*** Begin section ***
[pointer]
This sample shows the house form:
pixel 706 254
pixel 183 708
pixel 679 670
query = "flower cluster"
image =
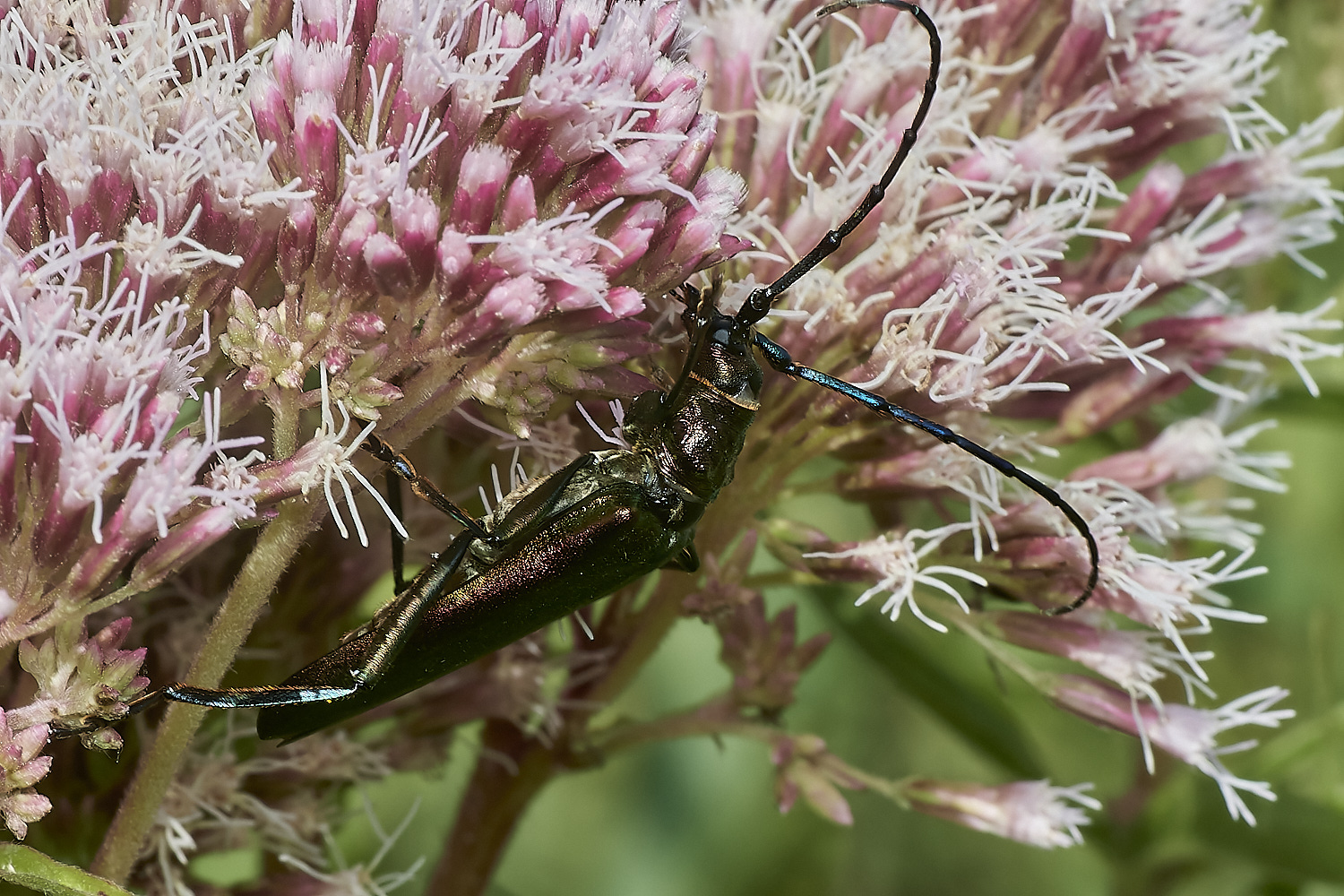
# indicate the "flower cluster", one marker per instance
pixel 449 220
pixel 1000 276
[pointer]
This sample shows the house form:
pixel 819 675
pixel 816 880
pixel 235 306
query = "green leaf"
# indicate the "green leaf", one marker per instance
pixel 37 871
pixel 1295 836
pixel 932 680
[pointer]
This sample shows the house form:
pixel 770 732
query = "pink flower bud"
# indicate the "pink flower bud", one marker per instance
pixel 297 241
pixel 1030 812
pixel 389 268
pixel 478 187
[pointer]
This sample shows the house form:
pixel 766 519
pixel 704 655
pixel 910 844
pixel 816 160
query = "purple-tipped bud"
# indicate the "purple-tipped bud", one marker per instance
pixel 519 204
pixel 478 187
pixel 297 242
pixel 1030 812
pixel 389 266
pixel 416 228
pixel 316 147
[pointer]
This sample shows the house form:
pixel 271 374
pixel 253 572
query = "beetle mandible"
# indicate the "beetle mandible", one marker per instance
pixel 607 519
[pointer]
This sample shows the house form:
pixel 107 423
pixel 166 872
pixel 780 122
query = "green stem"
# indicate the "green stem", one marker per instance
pixel 510 770
pixel 231 626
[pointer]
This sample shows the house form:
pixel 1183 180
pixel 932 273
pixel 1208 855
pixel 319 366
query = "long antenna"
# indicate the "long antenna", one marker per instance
pixel 760 301
pixel 779 359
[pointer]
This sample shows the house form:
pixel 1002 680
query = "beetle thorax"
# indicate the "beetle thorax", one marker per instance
pixel 695 437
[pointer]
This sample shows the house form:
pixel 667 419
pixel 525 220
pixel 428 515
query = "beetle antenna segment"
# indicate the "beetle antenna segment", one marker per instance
pixel 701 308
pixel 761 300
pixel 779 359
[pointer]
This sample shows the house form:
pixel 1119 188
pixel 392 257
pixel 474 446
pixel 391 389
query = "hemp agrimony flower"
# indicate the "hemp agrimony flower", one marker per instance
pixel 238 237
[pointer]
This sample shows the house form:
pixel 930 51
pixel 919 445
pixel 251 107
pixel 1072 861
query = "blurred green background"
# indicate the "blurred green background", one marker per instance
pixel 699 817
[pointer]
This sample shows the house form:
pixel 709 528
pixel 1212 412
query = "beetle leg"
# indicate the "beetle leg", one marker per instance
pixel 424 487
pixel 394 503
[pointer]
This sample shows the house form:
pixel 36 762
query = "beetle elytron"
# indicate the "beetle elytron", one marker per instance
pixel 605 520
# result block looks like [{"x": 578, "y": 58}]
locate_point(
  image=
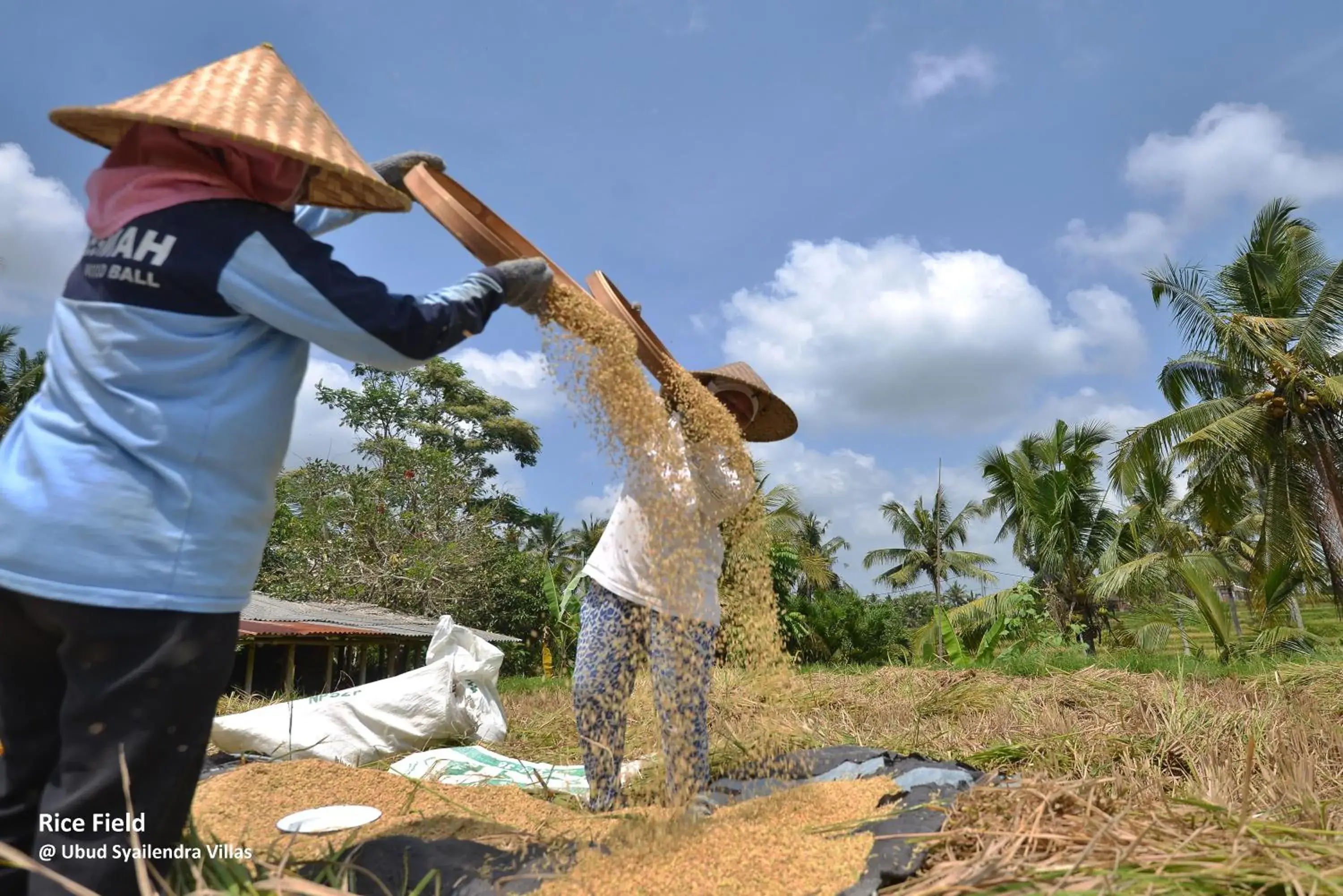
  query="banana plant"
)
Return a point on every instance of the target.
[{"x": 562, "y": 631}]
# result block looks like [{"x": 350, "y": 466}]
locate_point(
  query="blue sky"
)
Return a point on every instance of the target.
[{"x": 924, "y": 222}]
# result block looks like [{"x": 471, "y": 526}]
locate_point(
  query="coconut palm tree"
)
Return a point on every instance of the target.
[
  {"x": 585, "y": 538},
  {"x": 1260, "y": 391},
  {"x": 817, "y": 555},
  {"x": 548, "y": 538},
  {"x": 782, "y": 504},
  {"x": 931, "y": 538},
  {"x": 1053, "y": 507},
  {"x": 21, "y": 375}
]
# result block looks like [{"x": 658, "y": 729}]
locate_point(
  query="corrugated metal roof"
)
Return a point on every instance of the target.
[
  {"x": 363, "y": 619},
  {"x": 301, "y": 629}
]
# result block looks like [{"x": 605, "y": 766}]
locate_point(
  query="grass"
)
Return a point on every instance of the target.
[{"x": 1141, "y": 774}]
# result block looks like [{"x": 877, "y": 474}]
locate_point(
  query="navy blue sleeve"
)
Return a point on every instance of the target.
[{"x": 289, "y": 280}]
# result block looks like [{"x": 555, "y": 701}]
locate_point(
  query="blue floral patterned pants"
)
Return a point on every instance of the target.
[{"x": 614, "y": 633}]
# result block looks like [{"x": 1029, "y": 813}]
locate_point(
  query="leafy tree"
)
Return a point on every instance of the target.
[
  {"x": 422, "y": 529},
  {"x": 931, "y": 538},
  {"x": 21, "y": 375},
  {"x": 548, "y": 538},
  {"x": 1260, "y": 391}
]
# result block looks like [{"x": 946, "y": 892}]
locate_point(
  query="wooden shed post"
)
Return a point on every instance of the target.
[
  {"x": 331, "y": 666},
  {"x": 252, "y": 667},
  {"x": 289, "y": 671}
]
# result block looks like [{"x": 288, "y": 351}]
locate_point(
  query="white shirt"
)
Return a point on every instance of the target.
[{"x": 622, "y": 562}]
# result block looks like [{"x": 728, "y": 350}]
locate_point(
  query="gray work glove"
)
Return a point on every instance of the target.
[
  {"x": 394, "y": 168},
  {"x": 524, "y": 281}
]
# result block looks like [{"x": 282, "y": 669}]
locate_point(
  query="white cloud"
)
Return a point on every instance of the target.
[
  {"x": 890, "y": 335},
  {"x": 848, "y": 490},
  {"x": 699, "y": 19},
  {"x": 1086, "y": 405},
  {"x": 1233, "y": 151},
  {"x": 523, "y": 380},
  {"x": 934, "y": 76},
  {"x": 42, "y": 234},
  {"x": 1141, "y": 242},
  {"x": 1233, "y": 154},
  {"x": 317, "y": 431},
  {"x": 598, "y": 506}
]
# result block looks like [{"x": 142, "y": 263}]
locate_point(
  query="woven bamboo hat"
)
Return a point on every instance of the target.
[
  {"x": 254, "y": 98},
  {"x": 774, "y": 421}
]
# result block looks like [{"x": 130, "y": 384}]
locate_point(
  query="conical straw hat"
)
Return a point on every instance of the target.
[
  {"x": 775, "y": 421},
  {"x": 254, "y": 98}
]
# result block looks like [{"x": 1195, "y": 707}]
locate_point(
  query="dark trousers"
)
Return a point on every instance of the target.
[{"x": 78, "y": 686}]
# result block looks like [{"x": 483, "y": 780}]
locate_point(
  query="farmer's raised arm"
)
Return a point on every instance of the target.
[{"x": 289, "y": 280}]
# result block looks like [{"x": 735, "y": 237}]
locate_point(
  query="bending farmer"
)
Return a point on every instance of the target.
[
  {"x": 625, "y": 613},
  {"x": 137, "y": 487}
]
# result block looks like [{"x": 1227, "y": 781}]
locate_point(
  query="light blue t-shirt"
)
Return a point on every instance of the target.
[{"x": 143, "y": 474}]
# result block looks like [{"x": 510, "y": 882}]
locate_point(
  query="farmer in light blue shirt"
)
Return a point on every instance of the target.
[{"x": 137, "y": 487}]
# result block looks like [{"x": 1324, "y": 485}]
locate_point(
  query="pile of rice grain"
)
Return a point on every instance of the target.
[
  {"x": 241, "y": 808},
  {"x": 794, "y": 843}
]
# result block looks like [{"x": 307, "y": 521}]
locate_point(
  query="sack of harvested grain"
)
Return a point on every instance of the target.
[{"x": 454, "y": 696}]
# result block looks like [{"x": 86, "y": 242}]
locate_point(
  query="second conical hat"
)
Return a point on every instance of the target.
[{"x": 254, "y": 98}]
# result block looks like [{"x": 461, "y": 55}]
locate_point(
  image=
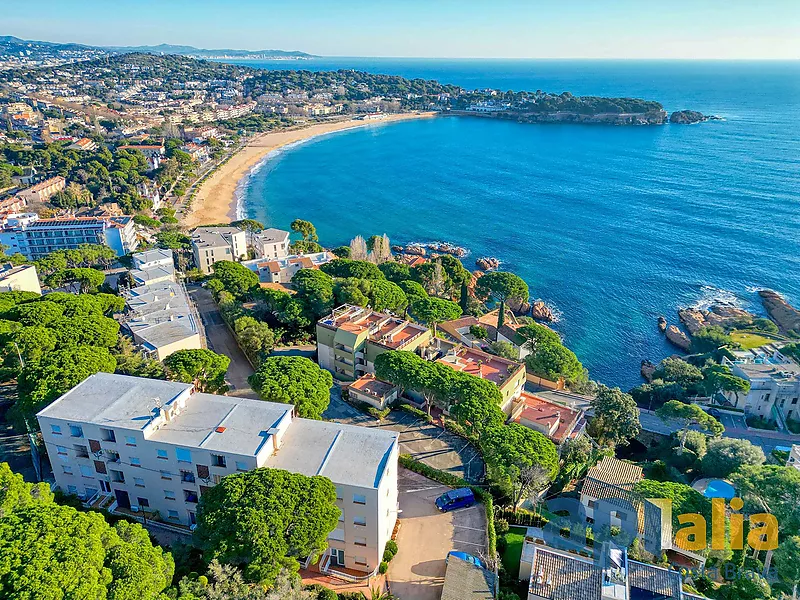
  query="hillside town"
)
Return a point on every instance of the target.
[{"x": 231, "y": 410}]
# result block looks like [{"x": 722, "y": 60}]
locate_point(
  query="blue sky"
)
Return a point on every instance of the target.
[{"x": 436, "y": 28}]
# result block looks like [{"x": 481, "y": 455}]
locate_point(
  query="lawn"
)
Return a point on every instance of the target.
[
  {"x": 515, "y": 538},
  {"x": 749, "y": 341}
]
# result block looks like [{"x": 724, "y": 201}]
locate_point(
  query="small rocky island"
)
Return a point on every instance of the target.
[{"x": 690, "y": 117}]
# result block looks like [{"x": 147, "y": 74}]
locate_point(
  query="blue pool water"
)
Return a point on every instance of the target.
[
  {"x": 611, "y": 226},
  {"x": 718, "y": 488}
]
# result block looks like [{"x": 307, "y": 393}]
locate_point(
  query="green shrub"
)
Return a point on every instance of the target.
[{"x": 322, "y": 592}]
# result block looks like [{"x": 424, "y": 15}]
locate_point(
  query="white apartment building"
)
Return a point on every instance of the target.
[
  {"x": 161, "y": 319},
  {"x": 213, "y": 244},
  {"x": 774, "y": 383},
  {"x": 271, "y": 243},
  {"x": 37, "y": 237},
  {"x": 159, "y": 445},
  {"x": 153, "y": 266},
  {"x": 22, "y": 278}
]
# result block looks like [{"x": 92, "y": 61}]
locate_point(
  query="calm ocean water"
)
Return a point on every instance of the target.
[{"x": 611, "y": 226}]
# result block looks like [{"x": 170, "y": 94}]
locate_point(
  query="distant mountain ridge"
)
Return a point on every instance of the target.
[{"x": 10, "y": 42}]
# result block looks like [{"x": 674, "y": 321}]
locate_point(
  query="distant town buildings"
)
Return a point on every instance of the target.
[
  {"x": 159, "y": 446},
  {"x": 213, "y": 244},
  {"x": 351, "y": 337},
  {"x": 22, "y": 278}
]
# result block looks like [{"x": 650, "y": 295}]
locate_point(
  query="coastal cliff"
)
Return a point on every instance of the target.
[
  {"x": 689, "y": 117},
  {"x": 779, "y": 310}
]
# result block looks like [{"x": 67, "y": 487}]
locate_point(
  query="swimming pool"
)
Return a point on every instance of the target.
[{"x": 719, "y": 488}]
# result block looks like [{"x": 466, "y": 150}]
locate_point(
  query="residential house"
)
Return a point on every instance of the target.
[
  {"x": 157, "y": 445},
  {"x": 44, "y": 190},
  {"x": 774, "y": 384},
  {"x": 557, "y": 575},
  {"x": 557, "y": 421},
  {"x": 464, "y": 580},
  {"x": 370, "y": 390},
  {"x": 352, "y": 337},
  {"x": 161, "y": 319},
  {"x": 22, "y": 278},
  {"x": 153, "y": 266},
  {"x": 213, "y": 244},
  {"x": 271, "y": 243},
  {"x": 282, "y": 270},
  {"x": 83, "y": 144},
  {"x": 507, "y": 375},
  {"x": 459, "y": 330}
]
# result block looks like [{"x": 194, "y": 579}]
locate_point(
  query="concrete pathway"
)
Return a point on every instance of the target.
[
  {"x": 425, "y": 442},
  {"x": 221, "y": 341}
]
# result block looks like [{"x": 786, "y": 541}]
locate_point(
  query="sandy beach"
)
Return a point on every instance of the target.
[{"x": 215, "y": 201}]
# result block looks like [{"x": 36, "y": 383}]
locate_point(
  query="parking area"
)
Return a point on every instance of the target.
[
  {"x": 426, "y": 536},
  {"x": 435, "y": 446}
]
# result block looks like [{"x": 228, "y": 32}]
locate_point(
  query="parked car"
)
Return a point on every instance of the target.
[
  {"x": 467, "y": 557},
  {"x": 460, "y": 498}
]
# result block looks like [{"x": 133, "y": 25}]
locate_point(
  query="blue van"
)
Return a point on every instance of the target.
[{"x": 460, "y": 498}]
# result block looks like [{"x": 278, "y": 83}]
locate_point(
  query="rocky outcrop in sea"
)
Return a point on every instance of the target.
[{"x": 786, "y": 317}]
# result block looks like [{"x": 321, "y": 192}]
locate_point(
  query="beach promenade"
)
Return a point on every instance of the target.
[{"x": 215, "y": 201}]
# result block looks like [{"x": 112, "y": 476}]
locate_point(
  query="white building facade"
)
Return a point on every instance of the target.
[{"x": 159, "y": 445}]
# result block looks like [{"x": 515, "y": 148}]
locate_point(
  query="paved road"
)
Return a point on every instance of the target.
[
  {"x": 221, "y": 341},
  {"x": 432, "y": 445},
  {"x": 426, "y": 536}
]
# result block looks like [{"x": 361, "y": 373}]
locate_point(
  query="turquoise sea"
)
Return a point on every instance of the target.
[{"x": 612, "y": 226}]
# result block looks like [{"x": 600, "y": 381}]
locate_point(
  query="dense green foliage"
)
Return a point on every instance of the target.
[
  {"x": 294, "y": 380},
  {"x": 204, "y": 368},
  {"x": 616, "y": 417},
  {"x": 234, "y": 527}
]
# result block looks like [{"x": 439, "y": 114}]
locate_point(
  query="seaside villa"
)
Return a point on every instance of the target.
[
  {"x": 157, "y": 446},
  {"x": 351, "y": 337}
]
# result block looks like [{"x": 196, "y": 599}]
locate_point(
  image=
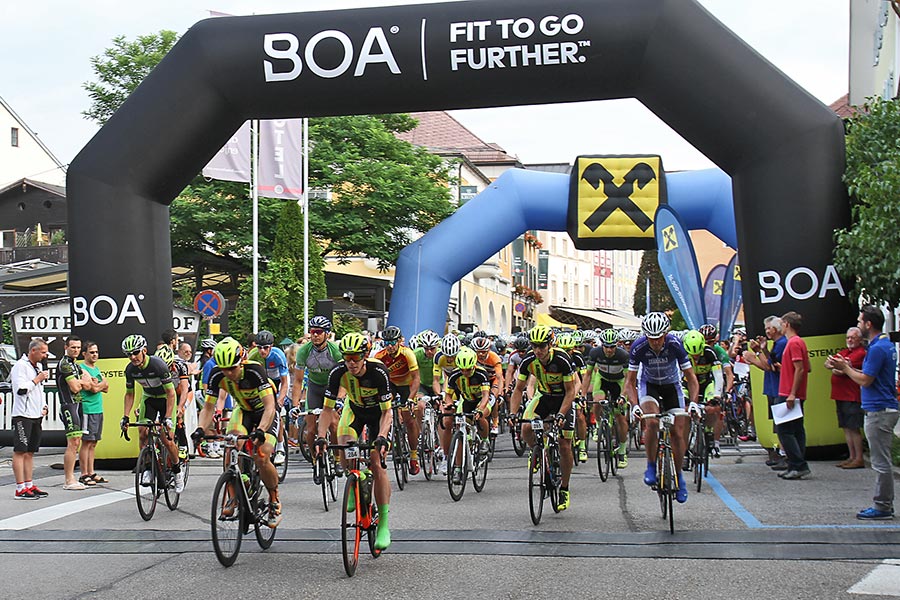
*** End section ***
# AIM OF THE TASK:
Copy each line of the records that contains the word "beach".

# EXERCISE SOLUTION:
  query="sandy beach"
  query="beach promenade"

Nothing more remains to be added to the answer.